Lines from the one containing "of the hardwood" through the end of the data are to be returned exactly, and no others.
════════════════════
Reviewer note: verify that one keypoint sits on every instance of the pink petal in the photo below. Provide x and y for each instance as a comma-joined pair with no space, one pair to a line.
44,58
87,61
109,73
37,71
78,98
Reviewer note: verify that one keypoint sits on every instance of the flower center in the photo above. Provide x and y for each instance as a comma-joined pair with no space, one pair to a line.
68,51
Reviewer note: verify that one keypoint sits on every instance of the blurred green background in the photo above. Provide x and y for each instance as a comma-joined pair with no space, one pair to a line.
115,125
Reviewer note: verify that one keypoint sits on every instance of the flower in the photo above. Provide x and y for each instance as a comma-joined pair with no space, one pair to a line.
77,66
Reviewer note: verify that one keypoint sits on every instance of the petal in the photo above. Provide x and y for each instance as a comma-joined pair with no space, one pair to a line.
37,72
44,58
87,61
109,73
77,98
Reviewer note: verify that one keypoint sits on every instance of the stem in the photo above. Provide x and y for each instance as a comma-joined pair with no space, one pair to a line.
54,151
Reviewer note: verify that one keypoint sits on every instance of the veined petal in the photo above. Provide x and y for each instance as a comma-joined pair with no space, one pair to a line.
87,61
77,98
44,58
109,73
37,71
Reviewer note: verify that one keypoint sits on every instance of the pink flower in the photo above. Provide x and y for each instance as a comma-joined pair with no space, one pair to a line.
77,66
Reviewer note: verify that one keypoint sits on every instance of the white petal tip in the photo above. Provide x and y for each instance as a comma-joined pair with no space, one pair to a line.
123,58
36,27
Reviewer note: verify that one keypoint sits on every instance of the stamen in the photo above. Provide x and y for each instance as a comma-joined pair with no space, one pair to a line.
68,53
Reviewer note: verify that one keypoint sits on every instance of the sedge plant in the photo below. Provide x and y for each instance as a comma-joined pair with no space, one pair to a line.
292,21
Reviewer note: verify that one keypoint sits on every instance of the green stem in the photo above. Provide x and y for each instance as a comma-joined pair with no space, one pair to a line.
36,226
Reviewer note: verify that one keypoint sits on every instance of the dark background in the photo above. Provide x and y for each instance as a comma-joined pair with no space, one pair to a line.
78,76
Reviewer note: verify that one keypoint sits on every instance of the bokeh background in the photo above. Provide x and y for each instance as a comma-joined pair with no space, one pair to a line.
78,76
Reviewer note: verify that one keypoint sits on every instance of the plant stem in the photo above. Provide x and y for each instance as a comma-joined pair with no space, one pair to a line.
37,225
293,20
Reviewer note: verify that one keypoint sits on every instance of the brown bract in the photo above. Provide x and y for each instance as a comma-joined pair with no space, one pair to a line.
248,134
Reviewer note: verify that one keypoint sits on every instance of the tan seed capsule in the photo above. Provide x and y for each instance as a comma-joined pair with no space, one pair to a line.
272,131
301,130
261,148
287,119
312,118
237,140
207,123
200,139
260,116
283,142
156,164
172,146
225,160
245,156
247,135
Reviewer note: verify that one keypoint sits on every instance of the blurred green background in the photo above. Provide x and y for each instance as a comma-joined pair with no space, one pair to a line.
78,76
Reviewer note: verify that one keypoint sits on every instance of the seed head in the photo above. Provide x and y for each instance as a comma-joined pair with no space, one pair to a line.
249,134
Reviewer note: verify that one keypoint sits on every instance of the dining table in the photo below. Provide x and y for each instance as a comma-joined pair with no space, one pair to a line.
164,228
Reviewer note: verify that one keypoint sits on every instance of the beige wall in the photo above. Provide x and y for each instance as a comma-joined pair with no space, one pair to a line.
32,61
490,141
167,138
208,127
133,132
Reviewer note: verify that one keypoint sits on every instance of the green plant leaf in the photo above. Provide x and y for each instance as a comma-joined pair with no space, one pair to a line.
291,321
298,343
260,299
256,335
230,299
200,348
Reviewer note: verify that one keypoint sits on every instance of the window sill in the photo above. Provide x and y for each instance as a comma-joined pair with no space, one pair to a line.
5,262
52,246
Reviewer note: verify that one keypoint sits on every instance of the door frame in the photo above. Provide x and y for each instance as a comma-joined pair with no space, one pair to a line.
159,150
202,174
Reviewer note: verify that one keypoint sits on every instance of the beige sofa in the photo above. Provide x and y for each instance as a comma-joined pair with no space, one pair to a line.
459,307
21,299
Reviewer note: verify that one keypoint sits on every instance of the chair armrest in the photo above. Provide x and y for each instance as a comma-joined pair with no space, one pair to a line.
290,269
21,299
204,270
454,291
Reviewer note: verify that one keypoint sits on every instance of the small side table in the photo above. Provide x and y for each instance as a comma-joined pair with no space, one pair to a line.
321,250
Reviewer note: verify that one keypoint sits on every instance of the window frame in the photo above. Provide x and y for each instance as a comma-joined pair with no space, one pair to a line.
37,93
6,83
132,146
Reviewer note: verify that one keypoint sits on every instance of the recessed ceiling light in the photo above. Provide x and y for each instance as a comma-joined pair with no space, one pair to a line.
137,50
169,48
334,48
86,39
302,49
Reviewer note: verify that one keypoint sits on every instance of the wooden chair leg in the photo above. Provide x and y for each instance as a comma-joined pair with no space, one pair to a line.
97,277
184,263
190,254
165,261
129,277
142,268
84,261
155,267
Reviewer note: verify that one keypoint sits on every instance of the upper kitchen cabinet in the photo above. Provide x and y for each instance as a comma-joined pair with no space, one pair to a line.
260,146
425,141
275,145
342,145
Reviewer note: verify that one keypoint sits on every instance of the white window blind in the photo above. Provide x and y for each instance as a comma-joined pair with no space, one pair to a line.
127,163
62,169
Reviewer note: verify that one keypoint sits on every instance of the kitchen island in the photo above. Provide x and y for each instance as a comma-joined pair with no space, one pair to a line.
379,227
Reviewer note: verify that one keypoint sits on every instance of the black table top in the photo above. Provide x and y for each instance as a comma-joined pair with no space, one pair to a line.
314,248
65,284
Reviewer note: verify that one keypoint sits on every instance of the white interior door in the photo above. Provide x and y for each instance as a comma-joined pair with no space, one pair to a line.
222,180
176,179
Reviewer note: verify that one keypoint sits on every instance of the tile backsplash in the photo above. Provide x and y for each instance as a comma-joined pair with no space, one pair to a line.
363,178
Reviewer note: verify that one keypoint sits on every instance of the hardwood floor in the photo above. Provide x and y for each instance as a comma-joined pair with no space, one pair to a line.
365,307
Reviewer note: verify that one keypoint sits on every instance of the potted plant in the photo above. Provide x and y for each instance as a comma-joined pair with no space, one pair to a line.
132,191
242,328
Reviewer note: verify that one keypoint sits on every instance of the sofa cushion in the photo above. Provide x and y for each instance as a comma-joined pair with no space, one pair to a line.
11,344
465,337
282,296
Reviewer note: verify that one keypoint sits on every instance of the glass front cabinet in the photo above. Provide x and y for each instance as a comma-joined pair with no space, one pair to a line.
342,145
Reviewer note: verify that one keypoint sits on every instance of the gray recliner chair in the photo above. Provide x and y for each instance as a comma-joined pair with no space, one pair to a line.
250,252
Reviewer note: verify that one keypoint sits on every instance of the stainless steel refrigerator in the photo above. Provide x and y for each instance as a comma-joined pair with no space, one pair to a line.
════════════════════
- **FULL SOLUTION**:
Reviewer note: verify that one keypoint sits on every instance of the hardwood floor in the photo above. Provide x and y for each instance as a comma-joined pair with no space, one pair to a line.
365,307
Reviewer note: verify that one keypoint sits on every instance of the potted plant in the photo above. Provide x and y for each instance as a comma-joined pair with no space, one pair to a line.
132,191
242,328
Reviewer note: verify that one keypoint sits on every instance of the sofa cushion in the photo above. Provide x and y for each instance as a comma-joined pair with no space, one pair to a line.
11,344
465,337
282,296
Reviewer note: verify that one keypoint sits on every instance of the glass front cabinet in the photo above. Provide x and y for each instance as a comma-joined pair with no space, one pair to a line.
342,145
Reviewer note: verify that one keypoint sits on every instance of the gray recliner chair in the photo above. Provide x and y for each instance as a comma-joined pair with no space, one pair to a line.
250,252
Reviewer note: verify that one keypoint sits on every instance of the stainless steel refrigerator in the photo above. Provide x and y for each instance as a comma-joined pair with no space, one pair to a line.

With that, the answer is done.